■ Fragmento para leer ■

Si algo ha logrado López Obrador con su permanente y escasa consideración con las instituciones democráticas del Estado y con sus decisiones es el oprobio de poner en peligro la convivencia pacífica y la paz civil en esa gran nación que es México. La movilización de cientos de miles de seguidores de las opciones de izquierda y de viejos aparatos clientelistas y antidemocráticos en favor de una aventura política antiinstitucional y antidemocrática pesará como una losa sobre las posibilidades de nuevos líderes de la izquierda para presentarse como alternativa al nuevo Gobierno con opciones políticas racionales.

López Obrador puede haberse visto inducido a actuar así por los aires de populismo revolucionario que en los últimos años se han abierto paso en la región y por el mal cálculo de considerar que si otros han conseguido beneficios de su explotación éste podría ser también su caso. Los llamamientos de Felipe Calderón y del aún presidente Vicente Fox para reconducir la situación por el bien de la armonía nacional sólo han tenido el insulto por respuesta. Que López Obrador y sus seguidores utilicen el aniversario de la Revolución Mexicana de 1920 para su mascarada no hace sino profundizar el agravio a las instituciones.

Pero la realidad es que tal encastillamiento no conduce a ningún lado si no es a la insignificancia política, que irremisiblemente irá llegando con la defección en sus propias filas. Nadie puede descartar que López Obrador y la izquierda que ha seguido su populismo cuasi suicida hagan aún más daño a la democracia mexicana con toda su conducta que culmina en el acto de hoy. Sí se puede descartar ya que el candidato derrotado, al negarse obstinadamente a aceptar el veredicto de las urnas y cortarse cada vez más a sí mismo las salidas para una retirada mínimamente digna, vaya ya jamás a ser un presidente legítimo y democrático de México. Ahora se trata de evitar que su fiasco personal lo acaben pagando la nación y las instituciones que parece querer secuestrar.

■ Datos aportados ■
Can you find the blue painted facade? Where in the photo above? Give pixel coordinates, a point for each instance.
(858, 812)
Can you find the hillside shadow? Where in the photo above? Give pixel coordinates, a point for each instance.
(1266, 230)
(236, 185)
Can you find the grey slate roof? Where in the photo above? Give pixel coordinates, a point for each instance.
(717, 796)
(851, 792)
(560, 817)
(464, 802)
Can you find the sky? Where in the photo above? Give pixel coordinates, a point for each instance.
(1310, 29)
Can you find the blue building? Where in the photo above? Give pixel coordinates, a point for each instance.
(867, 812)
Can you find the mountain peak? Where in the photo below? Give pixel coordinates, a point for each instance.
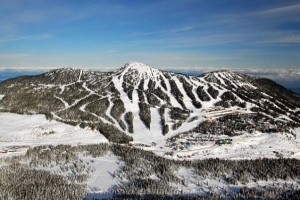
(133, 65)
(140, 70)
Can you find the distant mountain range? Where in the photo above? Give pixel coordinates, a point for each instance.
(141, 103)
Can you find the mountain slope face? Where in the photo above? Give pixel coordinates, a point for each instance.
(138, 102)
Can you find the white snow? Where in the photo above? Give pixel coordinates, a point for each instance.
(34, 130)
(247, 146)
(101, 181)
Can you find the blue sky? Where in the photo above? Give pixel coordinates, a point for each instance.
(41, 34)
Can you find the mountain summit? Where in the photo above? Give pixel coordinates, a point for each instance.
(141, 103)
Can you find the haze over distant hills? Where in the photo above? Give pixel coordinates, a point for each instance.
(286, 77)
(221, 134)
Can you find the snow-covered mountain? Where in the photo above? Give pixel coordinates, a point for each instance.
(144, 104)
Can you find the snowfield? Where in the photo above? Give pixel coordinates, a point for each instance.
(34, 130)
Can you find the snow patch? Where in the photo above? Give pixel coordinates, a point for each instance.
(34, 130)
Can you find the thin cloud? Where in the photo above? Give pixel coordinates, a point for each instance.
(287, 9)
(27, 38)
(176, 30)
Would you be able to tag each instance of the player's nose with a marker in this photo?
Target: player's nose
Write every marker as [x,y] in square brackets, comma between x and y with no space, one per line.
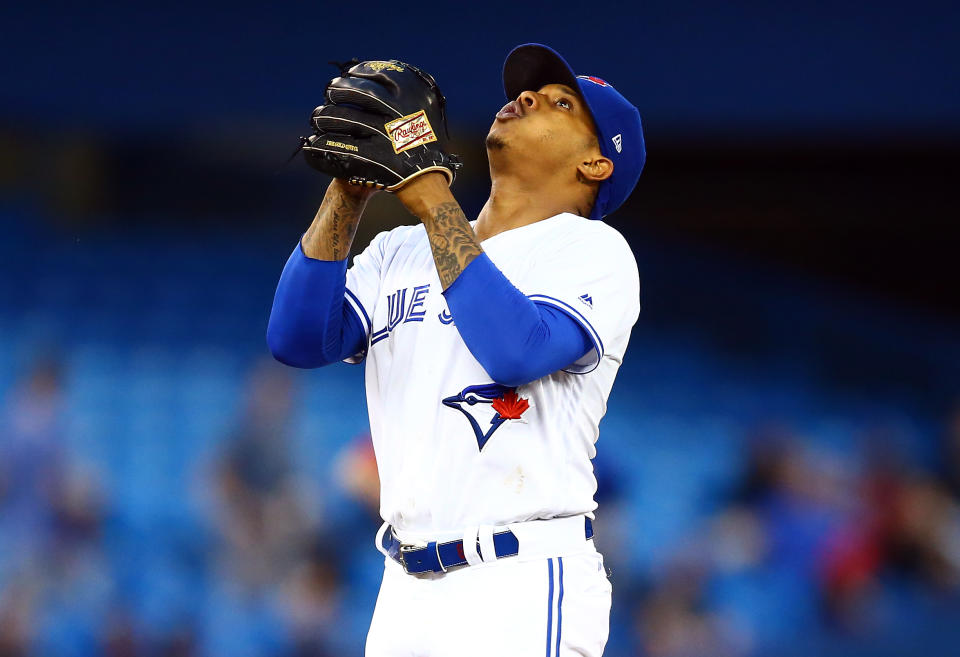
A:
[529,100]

■ Requisitos ■
• a. Según el fragmento sobre López Obrador, ¿qué respuesta han recibido los llamamientos de Felipe Calderón y de Vicente Fox?
• b. Cita del fragmento sobre López Obrador el pasaje que comienza en las palabras "Pero la realidad" y termina tras "parece querer secuestrar.".

■ Respuestas por tarea ■
• a. Solo han tenido el insulto por respuesta.

• b.
Pero la realidad es que tal encastillamiento no conduce a ningún lado si no es a la insignificancia política, que irremisiblemente irá llegando con la defección en sus propias filas. Nadie puede descartar que López Obrador y la izquierda que ha seguido su populismo cuasi suicida hagan aún más daño a la democracia mexicana con toda su conducta que culmina en el acto de hoy. Sí se puede descartar ya que el candidato derrotado, al negarse obstinadamente a aceptar el veredicto de las urnas y cortarse cada vez más a sí mismo las salidas para una retirada mínimamente digna, vaya ya jamás a ser un presidente legítimo y democrático de México. Ahora se trata de evitar que su fiasco personal lo acaben pagando la nación y las instituciones que parece querer secuestrar.